Examining LCK and BDNF as Potential Prognostic Biomarkers in Glioblastoma multiforme: Insights from The Cancer Genome Atlas (TCGA)Transcriptomic Analysis
Examining LCK and BDNF as Potential Prognostic Biomarkers in Glioblastoma multiforme: Insights from The Cancer Genome Atlas (TCGA)Transcriptomic Analysis
Saeid Latifi-Navid,1,*MohammadAli Shahmohammadi,2Fatemeh Hedayat,3Seyedeh Azin Azad Abkenar,4
1. Department of Biology, Faculty of Sciences, University of Mohaghegh Ardabili, Ardabil 56199-11367, Iran 2. Department of Biology, Faculty of Sciences, University of Mohaghegh Ardabili, Ardabil 56199-11367, Iran 3. Department of Biology, Faculty of Sciences, University of Mohaghegh Ardabili, Ardabil 56199-11367, Iran 4. Department of Biology, Faculty of Sciences, University of Mohaghegh Ardabili, Ardabil 56199-11367, Iran
Introduction: Introduction: Glioblastoma multiforme (GBM) is a rare but highly malignant brain tumor with a global incidence of fewer than 10 cases per 100,000 people [1]. Despite treatment advances, it remains largely incurable, with a prognosis of only 14-15 months survival post-diagnosis [2]. In this study, we sought to identify genes that impact GBM survival rates in order to uncover new prognostic biomarkers for improved prognosis prediction.
Methods: Methods: In this study, we utilized 'TCGAbiolinks' to access raw RNA-seq data (STAR-Count) and clinical information for Glioblastoma Multiforme (GBM) from TCGA. We identified differentially expressed genes (DEGs) using 'TCGAanalyze_DEA' in combination with edgeR functions, applying stringent criteria (|LogFC| ≥ 2 and FDR = 0.01) for DEG selection. DEGs were organized in a structured table using 'TCGAanalyze_LevelTab,' displaying expression levels in tumor (Cond1type) and normal (Cond2type) samples, along with the 'Delta' value. We enhanced interpretability by replacing gene Ensemble IDs with protein-coding gene names via the 'biomaRt' package and ensured data integrity by eliminating duplicate gene names. Enrichment analysis with 'TCGAanalyze_EAcomplete' revealed associations between DEGs and Gene Ontology (GO) functions and KEGG pathways, identifying over-represented genes or proteins among up-regulated genes. We constructed a protein-protein interaction (PPI) network with the STRING database, analyzing it with Cytoscape, focusing on degree centrality for node evaluation. Finally, we employed the UALCAN database to generate Kaplan-Meier survival curves for hub genes. This streamlined approach allowed us to comprehensively analyze GBM data, identifying significant genes and pathways.
★ ★ ★ ★ ★
◆ **Using the information**:
a - Decide whether each statement agrees with the glioblastoma abstract above. For each, answer yes or no and quote the words that settle it. (i) The study used 'TCGAbiolinks' to obtain raw RNA-seq data for GBM from TCGA. (ii) Kaplan-Meier survival curves for hub genes were produced with Cytoscape. (iii) GBM is described as a common brain tumor.
b - Write the next part of the glioblastoma abstract, picking up after the last sentence of its Methods section.

◆ **Data section**:
★ ★ ★ ★ ★
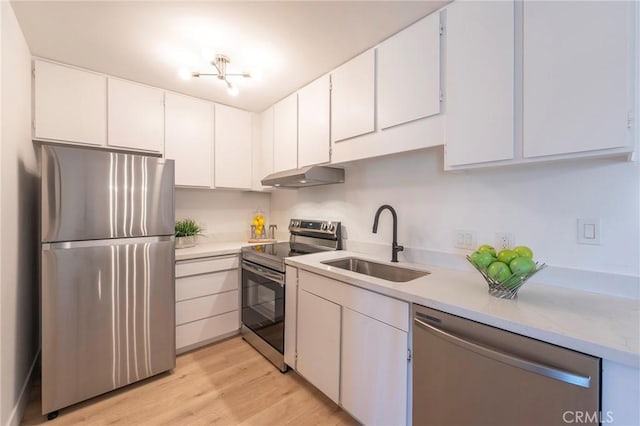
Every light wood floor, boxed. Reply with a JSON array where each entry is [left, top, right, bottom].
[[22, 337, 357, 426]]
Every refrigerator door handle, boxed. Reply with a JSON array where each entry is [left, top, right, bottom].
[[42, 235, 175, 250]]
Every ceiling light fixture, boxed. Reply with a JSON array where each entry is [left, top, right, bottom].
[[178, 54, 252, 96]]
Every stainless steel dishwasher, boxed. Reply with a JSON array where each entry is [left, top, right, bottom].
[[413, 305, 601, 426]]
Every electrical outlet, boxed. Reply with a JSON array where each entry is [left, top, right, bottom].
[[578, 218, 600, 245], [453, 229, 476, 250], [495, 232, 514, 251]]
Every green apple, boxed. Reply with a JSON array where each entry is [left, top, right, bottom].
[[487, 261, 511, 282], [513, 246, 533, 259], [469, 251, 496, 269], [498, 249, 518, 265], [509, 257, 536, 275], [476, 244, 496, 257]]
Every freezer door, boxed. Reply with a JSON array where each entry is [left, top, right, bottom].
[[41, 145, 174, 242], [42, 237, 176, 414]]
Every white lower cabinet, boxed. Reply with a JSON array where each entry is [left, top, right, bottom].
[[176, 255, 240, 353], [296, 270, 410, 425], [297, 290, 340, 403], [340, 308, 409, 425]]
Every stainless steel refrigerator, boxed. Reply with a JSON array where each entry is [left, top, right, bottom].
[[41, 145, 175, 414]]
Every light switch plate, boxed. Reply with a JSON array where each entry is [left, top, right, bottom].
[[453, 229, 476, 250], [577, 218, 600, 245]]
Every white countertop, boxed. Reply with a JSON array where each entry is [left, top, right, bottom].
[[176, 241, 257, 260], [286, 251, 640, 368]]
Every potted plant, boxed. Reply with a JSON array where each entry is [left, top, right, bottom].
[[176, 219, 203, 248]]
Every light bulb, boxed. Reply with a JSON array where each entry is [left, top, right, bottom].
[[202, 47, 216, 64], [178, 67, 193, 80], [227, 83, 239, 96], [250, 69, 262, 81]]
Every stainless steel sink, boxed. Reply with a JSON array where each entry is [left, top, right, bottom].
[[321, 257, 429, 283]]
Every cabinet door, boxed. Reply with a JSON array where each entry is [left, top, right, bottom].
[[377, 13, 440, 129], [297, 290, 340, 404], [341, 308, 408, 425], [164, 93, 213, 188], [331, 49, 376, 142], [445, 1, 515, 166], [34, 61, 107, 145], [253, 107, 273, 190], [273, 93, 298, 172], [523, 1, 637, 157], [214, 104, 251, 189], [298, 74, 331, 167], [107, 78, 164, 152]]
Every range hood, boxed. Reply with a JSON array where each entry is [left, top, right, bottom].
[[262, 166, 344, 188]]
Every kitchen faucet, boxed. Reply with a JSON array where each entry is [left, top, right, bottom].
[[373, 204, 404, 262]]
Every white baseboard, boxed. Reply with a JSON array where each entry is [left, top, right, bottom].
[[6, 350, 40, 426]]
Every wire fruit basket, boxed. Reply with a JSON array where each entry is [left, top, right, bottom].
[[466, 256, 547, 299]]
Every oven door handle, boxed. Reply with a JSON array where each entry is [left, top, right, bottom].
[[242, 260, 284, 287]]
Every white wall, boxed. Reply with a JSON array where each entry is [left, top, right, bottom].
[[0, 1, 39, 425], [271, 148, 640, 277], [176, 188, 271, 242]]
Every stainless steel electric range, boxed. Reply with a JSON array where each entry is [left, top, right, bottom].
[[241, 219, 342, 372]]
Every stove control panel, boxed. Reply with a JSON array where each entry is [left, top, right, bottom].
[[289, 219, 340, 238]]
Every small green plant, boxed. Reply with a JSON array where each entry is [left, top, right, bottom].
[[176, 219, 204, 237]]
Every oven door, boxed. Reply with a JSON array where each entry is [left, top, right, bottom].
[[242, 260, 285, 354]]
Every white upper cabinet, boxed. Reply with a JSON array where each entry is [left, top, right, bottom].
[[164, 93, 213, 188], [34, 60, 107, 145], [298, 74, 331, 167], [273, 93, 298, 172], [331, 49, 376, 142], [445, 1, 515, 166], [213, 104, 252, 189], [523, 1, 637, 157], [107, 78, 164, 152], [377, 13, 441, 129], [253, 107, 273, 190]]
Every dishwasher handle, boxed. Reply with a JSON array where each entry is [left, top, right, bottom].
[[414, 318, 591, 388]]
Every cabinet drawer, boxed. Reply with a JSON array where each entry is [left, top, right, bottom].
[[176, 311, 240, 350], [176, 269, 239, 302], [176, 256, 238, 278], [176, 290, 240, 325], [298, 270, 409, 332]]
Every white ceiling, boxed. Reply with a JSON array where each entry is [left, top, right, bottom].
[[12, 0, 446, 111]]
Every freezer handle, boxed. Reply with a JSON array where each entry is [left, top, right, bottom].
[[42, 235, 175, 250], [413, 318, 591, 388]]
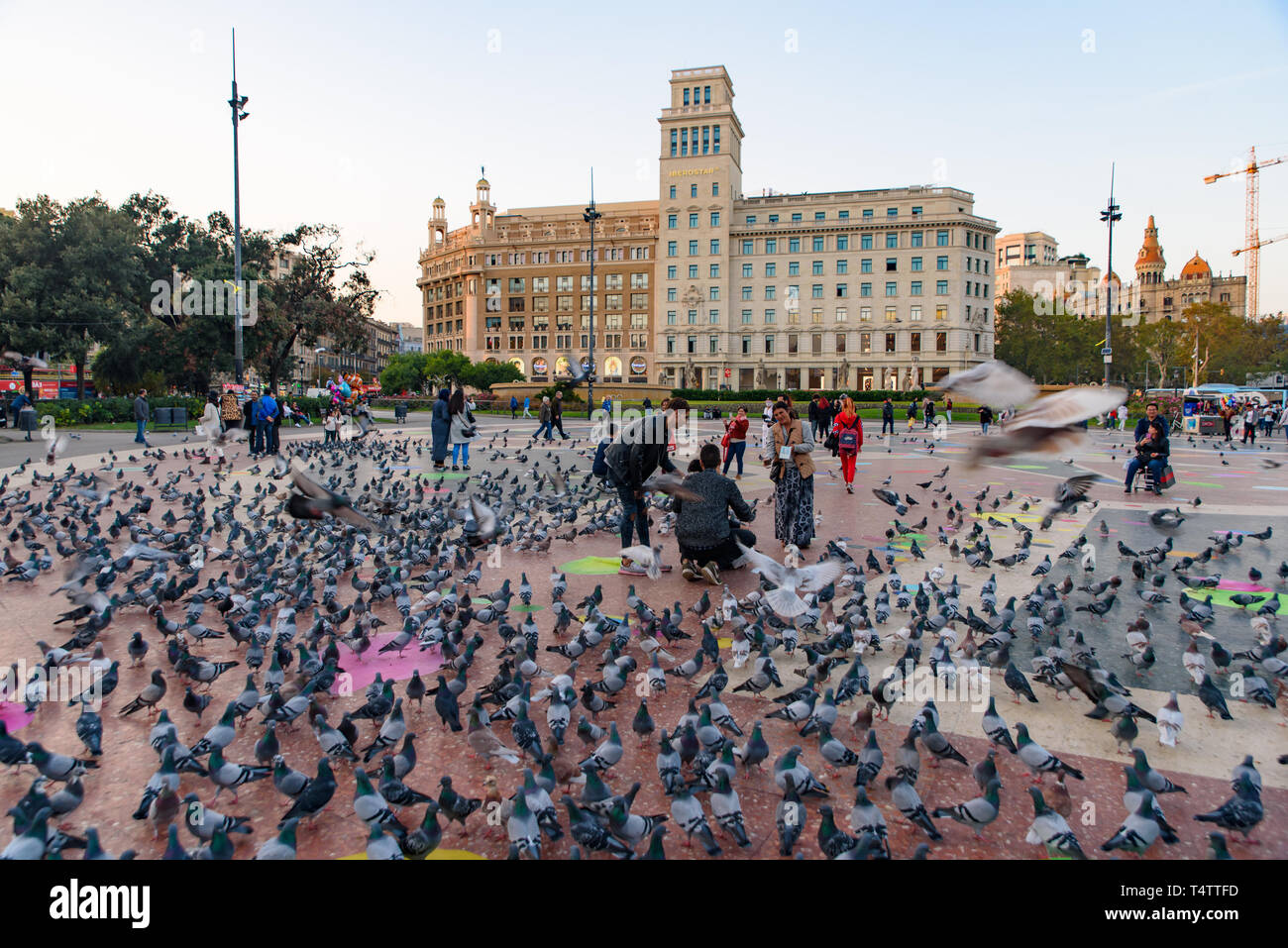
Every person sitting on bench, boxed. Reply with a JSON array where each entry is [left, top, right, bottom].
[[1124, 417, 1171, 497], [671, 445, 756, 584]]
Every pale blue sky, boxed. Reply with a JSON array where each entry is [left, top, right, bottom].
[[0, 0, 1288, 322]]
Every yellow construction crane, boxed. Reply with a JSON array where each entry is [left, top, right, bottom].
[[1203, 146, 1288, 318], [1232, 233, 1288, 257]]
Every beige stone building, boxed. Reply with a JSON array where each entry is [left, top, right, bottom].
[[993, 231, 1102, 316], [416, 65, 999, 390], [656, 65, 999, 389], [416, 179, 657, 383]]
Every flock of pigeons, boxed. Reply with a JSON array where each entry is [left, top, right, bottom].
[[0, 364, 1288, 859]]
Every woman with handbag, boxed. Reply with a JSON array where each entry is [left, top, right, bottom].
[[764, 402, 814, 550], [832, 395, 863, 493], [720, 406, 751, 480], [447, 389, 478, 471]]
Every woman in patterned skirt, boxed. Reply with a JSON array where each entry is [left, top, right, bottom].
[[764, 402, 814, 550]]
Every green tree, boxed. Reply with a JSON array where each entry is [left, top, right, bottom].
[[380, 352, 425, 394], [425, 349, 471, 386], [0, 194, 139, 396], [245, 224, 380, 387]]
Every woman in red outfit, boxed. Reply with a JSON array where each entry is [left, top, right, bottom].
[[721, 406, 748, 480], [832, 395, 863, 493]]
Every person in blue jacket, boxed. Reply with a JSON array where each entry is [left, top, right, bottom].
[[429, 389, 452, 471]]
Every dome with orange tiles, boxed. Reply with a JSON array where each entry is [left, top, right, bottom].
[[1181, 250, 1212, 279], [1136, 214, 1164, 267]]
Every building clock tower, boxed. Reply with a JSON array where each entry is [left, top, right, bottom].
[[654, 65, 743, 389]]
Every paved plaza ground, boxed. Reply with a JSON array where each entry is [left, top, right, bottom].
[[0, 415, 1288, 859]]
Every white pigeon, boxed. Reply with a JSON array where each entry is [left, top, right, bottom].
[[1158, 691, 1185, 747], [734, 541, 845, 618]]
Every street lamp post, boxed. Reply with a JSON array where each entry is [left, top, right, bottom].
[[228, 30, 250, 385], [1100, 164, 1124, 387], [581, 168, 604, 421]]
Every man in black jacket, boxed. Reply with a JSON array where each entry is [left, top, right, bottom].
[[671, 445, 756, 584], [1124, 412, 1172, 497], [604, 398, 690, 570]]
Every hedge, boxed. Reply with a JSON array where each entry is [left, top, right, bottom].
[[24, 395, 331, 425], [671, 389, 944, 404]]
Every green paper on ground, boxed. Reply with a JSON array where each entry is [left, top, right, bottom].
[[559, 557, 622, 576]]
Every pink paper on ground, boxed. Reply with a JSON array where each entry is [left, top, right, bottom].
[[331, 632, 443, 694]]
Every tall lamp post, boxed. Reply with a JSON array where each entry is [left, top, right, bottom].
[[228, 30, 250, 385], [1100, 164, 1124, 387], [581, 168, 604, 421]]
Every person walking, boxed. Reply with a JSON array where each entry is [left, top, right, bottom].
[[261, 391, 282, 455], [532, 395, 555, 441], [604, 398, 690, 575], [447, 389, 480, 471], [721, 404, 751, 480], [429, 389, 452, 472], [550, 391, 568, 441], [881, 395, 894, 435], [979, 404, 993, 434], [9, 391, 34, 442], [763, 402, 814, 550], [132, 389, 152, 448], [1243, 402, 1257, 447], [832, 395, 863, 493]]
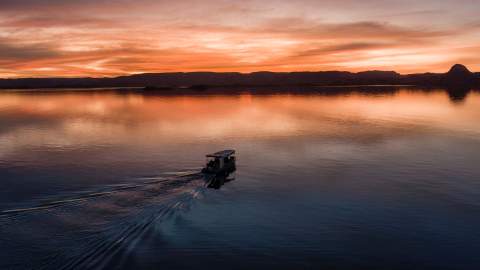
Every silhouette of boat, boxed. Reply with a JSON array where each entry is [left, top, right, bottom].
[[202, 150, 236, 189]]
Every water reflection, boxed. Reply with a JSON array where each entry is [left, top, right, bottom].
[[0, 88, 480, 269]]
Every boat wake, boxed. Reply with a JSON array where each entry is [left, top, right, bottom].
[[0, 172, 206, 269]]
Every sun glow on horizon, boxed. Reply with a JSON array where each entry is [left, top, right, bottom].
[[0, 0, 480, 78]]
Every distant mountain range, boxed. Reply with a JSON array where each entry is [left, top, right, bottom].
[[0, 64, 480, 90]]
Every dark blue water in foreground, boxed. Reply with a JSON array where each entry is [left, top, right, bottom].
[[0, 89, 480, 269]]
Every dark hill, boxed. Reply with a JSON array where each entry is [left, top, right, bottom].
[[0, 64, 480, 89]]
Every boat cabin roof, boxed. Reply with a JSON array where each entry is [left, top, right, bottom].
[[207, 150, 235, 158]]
★ ★ ★ ★ ★
◆ **Responses in order**:
a -
(i) Yes: "we utilized 'TCGAbiolinks' to access raw RNA-seq data (STAR-Count) and clinical information for Glioblastoma Multiforme (GBM) from TCGA"
(ii) No: "we employed the UALCAN database to generate Kaplan-Meier survival curves for hub genes"
(iii) No: "a rare but highly malignant brain tumor"

b -
Results: Results: In an analysis of 175 patients and 60,660 genes, 6,905 Differentially Expressed Genes (DEGs) were identified, with 4,386 up-regulated and 2,519 down-regulated in tumor samples compared to normal. These DEGs were categorized by GO functions into Molecular Functions (MF), Biological Processes (BP), and Cellular Components (CC). In MF, DEGs were significantly associated with channel activity (GO:0015267) with a false discovery rate (FDR) of 1.49e-31. In CC, a notable enrichment of DEGs was found in the plasma membrane part (GO:0044459, FDR 5.67e-62). In BP, cell-cell signaling (GO:0007267) was significantly enriched with an FDR of 6.32e-23. Additionally, KEGG analysis highlighted DEGs' enrichment in the cAMP-mediated signaling pathway (FDR 1.04e-11). Using cytoHubba, the top 10 degree nodes were identified, with only two showing a significant association with poor prognosis based on Kaplan-Meier and log-rank test analysis (P<0.05): LCK proto-oncogene (LCK) and brain-derived neurotrophic factor (BDNF).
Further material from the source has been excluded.